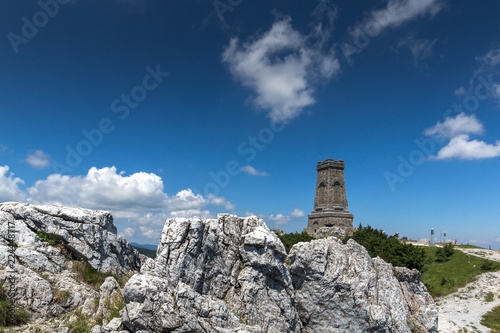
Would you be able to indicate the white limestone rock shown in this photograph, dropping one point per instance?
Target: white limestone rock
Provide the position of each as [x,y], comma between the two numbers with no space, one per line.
[214,275]
[339,288]
[87,234]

☆ ☆ ☆ ☆

*Problem to work on*: Set down every line of the records above word for word, and leave the pictures out.

*Solution for this task*:
Would you be able to indicate the white limestone rock shown in this photograph, dropping one point per instance?
Target: white limestone rock
Provide the position of each as [x,y], comma between the two numbers with no space, one per line.
[214,275]
[339,288]
[87,234]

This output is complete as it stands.